Reproduce only the material from the line containing "the hand, farthest" through the line containing "[(451, 295)]", both lines included, with the requests kept as they are. In the answers, multiply every coordinate by 2.4 and round each result to a whole number, rounding halves up.

• _Source records_
.....

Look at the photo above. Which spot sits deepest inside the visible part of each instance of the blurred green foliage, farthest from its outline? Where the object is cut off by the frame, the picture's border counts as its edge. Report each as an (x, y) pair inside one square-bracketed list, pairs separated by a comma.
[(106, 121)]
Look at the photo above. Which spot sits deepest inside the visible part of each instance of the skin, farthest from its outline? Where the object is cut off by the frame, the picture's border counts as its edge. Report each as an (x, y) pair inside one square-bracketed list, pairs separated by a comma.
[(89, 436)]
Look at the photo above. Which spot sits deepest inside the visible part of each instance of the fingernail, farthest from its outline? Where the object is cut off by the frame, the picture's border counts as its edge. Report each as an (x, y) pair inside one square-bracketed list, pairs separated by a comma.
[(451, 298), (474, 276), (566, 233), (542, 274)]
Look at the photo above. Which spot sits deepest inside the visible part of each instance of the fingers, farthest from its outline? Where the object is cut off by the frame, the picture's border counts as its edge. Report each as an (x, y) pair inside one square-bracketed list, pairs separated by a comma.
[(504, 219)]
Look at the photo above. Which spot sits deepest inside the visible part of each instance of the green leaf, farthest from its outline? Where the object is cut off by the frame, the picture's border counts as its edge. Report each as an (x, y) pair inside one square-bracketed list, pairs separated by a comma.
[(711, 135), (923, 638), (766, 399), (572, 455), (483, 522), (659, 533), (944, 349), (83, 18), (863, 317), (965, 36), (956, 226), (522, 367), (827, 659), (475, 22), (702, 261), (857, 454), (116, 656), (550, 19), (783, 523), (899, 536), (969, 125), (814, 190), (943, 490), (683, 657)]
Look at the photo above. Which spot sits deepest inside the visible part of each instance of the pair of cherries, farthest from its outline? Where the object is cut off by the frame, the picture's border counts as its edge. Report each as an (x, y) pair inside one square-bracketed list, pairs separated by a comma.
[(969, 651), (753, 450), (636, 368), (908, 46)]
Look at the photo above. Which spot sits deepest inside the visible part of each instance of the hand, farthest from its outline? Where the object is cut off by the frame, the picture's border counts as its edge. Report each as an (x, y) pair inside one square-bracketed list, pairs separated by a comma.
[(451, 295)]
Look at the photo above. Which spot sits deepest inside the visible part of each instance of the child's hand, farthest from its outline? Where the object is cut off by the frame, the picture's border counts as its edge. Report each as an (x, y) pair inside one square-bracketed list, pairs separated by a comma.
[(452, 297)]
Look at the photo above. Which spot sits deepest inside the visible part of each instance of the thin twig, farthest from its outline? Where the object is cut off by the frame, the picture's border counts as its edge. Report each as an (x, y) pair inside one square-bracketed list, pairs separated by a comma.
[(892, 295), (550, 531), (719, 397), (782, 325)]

.....

• _Final result_
Look at the photo above. Which spot sits deepest inside the visible part of each instance of the hand, farthest from its outline? Where the object is cut off by the frame, the picture's border counts as its edge. Report each as an (x, y) pair inside one square-bracketed list, pairs separated by a comma.
[(1082, 708)]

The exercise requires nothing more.